• [SUPPLIED TEXT]
>> begin

Thursday, June 13, 2013

The world outside crime fiction by James O. Born

I read a lot.  Any writer who doesn't read is at a huge disadvantage.  Now, I will probably part ways with my brothers and sisters on this blog.  I don't read much crime fiction.  I like the unusual and quirky.  The fantastical and in probable.  In short, I want to get away from the crime fiction I write and the crime fact I live.  So let me clue you into a few books off the beaten path and certainly not associated with crime fiction.

I just finished a book by the science fiction/fantasy imprint of the Hachette Book group.  Red Hook only has a couple of books out, but one is named Hawk Quest by Robert Lyndon.  It is a historical fiction based set

during the Norman wars of England, which is the late 11th century.  I found it to be a rousing and interesting adventure as a small party travels from England to Iceland then across Europe to modern-day Turkey.  Sweeping and dripping with details of the time, it is a great first novel. 

Now I have switched gears slightly and I'm reading a fantasy by Felix Gilman called the Rise of Ransom City, which is a sequel to his excellent the History Of The Half Made The World  To put it simply the books cannot be classified or summarize.  I just like them. 

For real, old school science fiction, I love John Scalzi's series that started with the Old Man's War.  Despite the awkward title, it is a military tale of war and regret in the far future.  The sequels are all of the same high caliber with a new one just released.

Science fiction breeds loyal fans and attracts smart, discerning readers.  Scalzi deserves the praise and success he had found.

A classic, which is required reading for many high school students, and has as many different covers as Seth Macfarland has animated shows is Alas, Babylon by Pat Frank.  I've noticed this is a particular favorite among some of my survivalist friends.  In short, it is a simple tale of survival of the family outside of Orlando after a nuclear attack in the 1950s.  No giant spiders or mutants, just an important tale told from an interesting perspective.

>> end

• [DATA SECTION]
>> begin

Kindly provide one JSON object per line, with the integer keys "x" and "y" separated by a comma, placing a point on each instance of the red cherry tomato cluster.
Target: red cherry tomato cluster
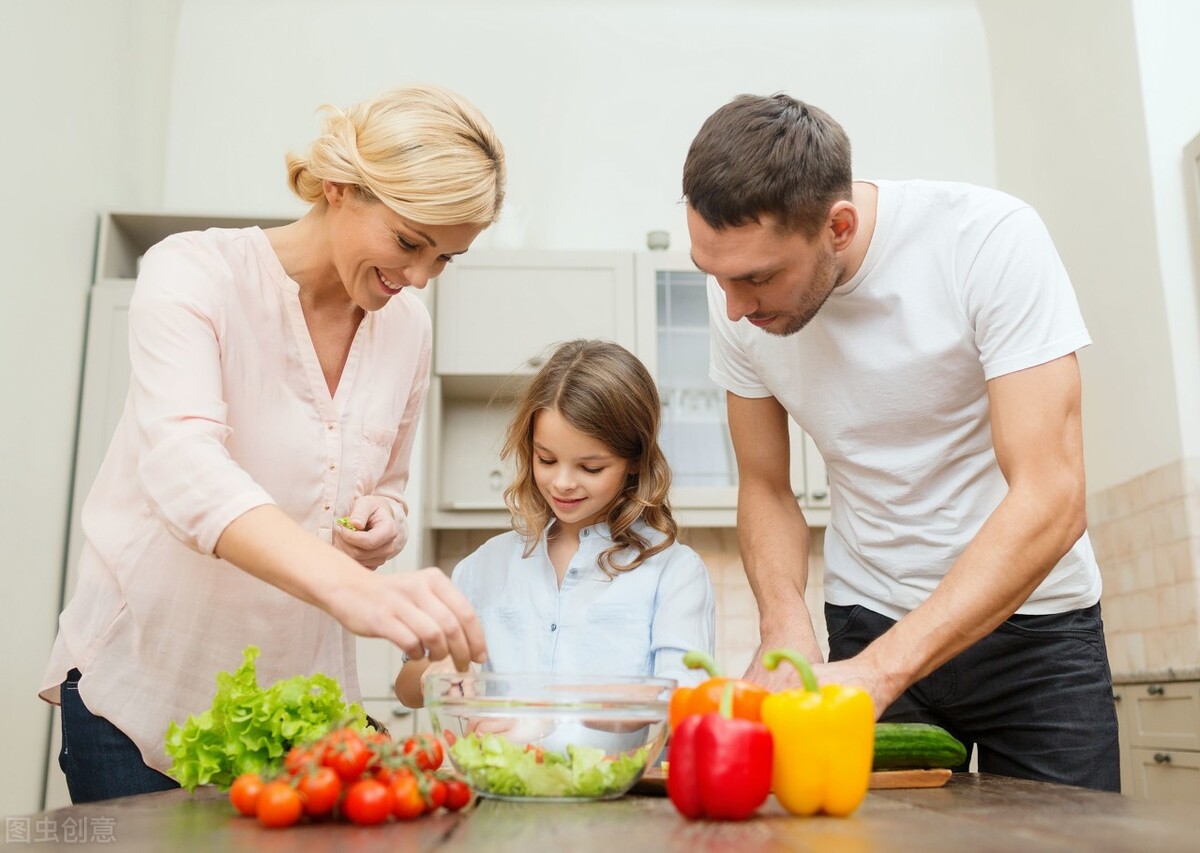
{"x": 361, "y": 779}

>> end

• [EXERCISES TO COMPLETE]
1. In the blog post about reading outside crime fiction, where does the family in Alas, Babylon live?
2. In the blog post about reading outside crime fiction, give the passage between "Now I have switched" and "just like them.", inclusive, switching "gears" to "direction".
3. List every book title named in the blog post about reading outside crime fiction.

• [FULL ANSWERS]
1. Outside of Orlando.

2.
Now I have switched direction slightly and I'm reading a fantasy by Felix Gilman called the Rise of Ransom City, which is a sequel to his excellent the History Of The Half Made The World  To put it simply the books cannot be classified or summarize.  I just like them.

3.
Hawk Quest
the Rise of Ransom City
the History Of The Half Made The World
Old Man's War
Alas, Babylon